# SET EXERCISE
Change every "query phrase" in the data below to "search phrase", keep everything else identical, and leave the pictures out of your answer.

>> START RECORDS FOR THE EXERCISE

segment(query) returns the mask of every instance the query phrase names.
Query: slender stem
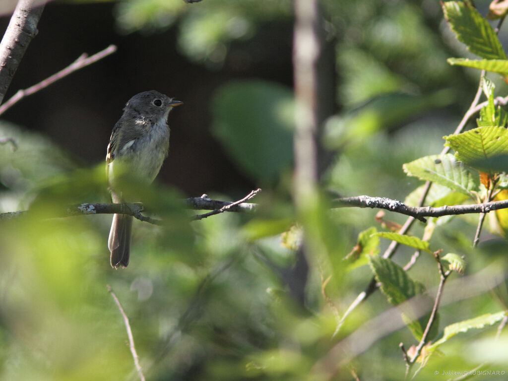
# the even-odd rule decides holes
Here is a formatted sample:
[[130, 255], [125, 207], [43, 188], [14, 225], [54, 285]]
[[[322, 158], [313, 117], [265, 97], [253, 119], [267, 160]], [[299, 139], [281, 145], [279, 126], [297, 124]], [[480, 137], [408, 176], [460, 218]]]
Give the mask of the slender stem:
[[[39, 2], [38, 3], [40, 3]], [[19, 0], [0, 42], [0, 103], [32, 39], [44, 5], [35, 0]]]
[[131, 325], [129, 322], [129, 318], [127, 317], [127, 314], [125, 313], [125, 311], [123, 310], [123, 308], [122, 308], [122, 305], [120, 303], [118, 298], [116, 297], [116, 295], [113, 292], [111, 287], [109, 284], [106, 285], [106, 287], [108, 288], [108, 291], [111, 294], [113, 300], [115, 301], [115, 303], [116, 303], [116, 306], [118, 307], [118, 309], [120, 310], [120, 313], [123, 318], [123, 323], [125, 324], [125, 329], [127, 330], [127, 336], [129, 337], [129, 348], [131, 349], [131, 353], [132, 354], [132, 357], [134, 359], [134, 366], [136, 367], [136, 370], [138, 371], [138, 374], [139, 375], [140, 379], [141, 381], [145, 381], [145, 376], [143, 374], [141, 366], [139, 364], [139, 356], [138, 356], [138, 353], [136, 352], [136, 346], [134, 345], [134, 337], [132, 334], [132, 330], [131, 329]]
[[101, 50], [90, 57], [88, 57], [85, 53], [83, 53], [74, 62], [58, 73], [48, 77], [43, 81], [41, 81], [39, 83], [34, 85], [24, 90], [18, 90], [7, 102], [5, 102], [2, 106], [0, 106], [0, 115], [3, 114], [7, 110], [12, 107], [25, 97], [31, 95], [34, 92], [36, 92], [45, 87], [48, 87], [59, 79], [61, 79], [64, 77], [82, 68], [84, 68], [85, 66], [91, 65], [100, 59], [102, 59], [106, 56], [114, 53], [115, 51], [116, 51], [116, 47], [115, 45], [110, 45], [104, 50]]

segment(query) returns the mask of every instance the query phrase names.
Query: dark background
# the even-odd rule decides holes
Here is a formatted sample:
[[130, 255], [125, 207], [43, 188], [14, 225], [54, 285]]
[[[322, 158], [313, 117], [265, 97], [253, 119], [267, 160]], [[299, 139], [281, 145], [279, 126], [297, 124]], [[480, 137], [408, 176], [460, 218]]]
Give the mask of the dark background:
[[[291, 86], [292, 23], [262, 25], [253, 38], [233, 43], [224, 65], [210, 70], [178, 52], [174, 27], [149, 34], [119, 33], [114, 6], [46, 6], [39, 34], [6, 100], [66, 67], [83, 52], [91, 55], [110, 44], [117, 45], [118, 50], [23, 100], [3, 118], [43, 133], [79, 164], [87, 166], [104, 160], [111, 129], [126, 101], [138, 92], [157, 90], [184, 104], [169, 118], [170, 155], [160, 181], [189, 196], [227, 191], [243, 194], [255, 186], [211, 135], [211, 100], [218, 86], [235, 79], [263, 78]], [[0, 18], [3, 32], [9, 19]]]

>> END RECORDS FOR THE EXERCISE

# ANSWER
segment(query) returns the mask of every instance the search phrase names.
Query: slender stem
# the even-odd rule decides holes
Here is a formatted sample:
[[130, 255], [125, 207], [43, 188], [14, 225], [54, 285]]
[[[322, 158], [313, 117], [265, 97], [253, 119], [267, 160]], [[299, 139], [281, 145], [279, 126], [297, 124]], [[480, 137], [408, 176], [460, 218]]]
Give the mask of the slender stem:
[[[39, 2], [38, 3], [40, 3]], [[19, 0], [0, 42], [0, 103], [32, 39], [44, 5], [35, 0]]]
[[131, 325], [129, 322], [129, 318], [127, 317], [127, 314], [125, 313], [125, 311], [123, 310], [123, 308], [122, 308], [122, 305], [120, 303], [118, 298], [116, 297], [116, 295], [113, 292], [111, 287], [109, 284], [106, 285], [106, 287], [108, 288], [108, 291], [111, 294], [113, 300], [115, 301], [115, 303], [116, 303], [116, 306], [118, 307], [118, 309], [120, 310], [120, 313], [123, 318], [123, 323], [125, 324], [125, 329], [127, 330], [127, 336], [129, 337], [129, 348], [131, 349], [131, 353], [132, 354], [132, 357], [134, 359], [134, 366], [136, 367], [136, 370], [138, 371], [138, 374], [139, 375], [140, 379], [141, 381], [145, 381], [145, 376], [143, 374], [141, 366], [139, 364], [139, 356], [138, 356], [138, 353], [136, 352], [136, 346], [134, 345], [134, 337], [132, 334], [132, 330], [131, 329]]
[[101, 50], [90, 57], [88, 57], [85, 53], [83, 53], [74, 62], [58, 73], [48, 77], [43, 81], [41, 81], [39, 83], [34, 85], [24, 90], [18, 90], [7, 102], [5, 102], [2, 106], [0, 106], [0, 115], [3, 114], [7, 110], [12, 107], [25, 97], [31, 95], [34, 92], [36, 92], [45, 87], [48, 87], [59, 79], [61, 79], [64, 77], [82, 68], [84, 68], [85, 66], [91, 65], [100, 59], [102, 59], [106, 56], [114, 53], [115, 51], [116, 51], [116, 47], [115, 45], [110, 45], [104, 50]]

segment(query) returns the mask of every instance the search phrase names.
Query: dark background
# the even-odd rule decides holes
Here is a formatted sample:
[[130, 255], [125, 207], [43, 188], [14, 225], [54, 285]]
[[[322, 158], [313, 117], [265, 97], [253, 119], [267, 160]], [[299, 139], [281, 145], [279, 126], [297, 124]], [[480, 137], [408, 176], [460, 218]]]
Give the mask of the dark background:
[[[291, 86], [292, 23], [262, 25], [253, 38], [233, 43], [224, 65], [210, 70], [178, 52], [174, 27], [149, 34], [119, 33], [114, 6], [46, 6], [39, 34], [6, 100], [66, 67], [83, 52], [91, 55], [110, 44], [117, 45], [118, 50], [23, 100], [3, 118], [43, 133], [79, 164], [87, 166], [104, 160], [111, 129], [126, 101], [138, 92], [157, 90], [184, 104], [169, 118], [170, 155], [160, 181], [189, 196], [227, 191], [243, 194], [255, 186], [211, 135], [211, 100], [218, 86], [235, 79], [263, 78]], [[0, 18], [3, 32], [9, 19]]]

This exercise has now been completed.